• Activity
Please write out every row below, character for character, with nothing changed.

• Data provided

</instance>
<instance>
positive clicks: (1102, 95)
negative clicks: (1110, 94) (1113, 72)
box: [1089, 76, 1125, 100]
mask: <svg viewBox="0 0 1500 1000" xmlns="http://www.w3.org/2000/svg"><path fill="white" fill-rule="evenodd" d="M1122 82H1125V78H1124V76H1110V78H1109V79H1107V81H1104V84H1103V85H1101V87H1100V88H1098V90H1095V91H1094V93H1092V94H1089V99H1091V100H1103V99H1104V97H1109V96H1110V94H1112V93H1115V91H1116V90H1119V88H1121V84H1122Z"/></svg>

• Finished exercise
</instance>
<instance>
positive clicks: (1102, 95)
negative clicks: (1110, 94) (1113, 72)
box: [1089, 76, 1125, 100]
mask: <svg viewBox="0 0 1500 1000" xmlns="http://www.w3.org/2000/svg"><path fill="white" fill-rule="evenodd" d="M1122 82H1125V78H1124V76H1110V78H1109V79H1107V81H1104V84H1103V85H1101V87H1100V88H1098V90H1095V91H1094V93H1092V94H1089V99H1091V100H1103V99H1104V97H1109V96H1110V94H1112V93H1115V91H1116V90H1119V88H1121V84H1122Z"/></svg>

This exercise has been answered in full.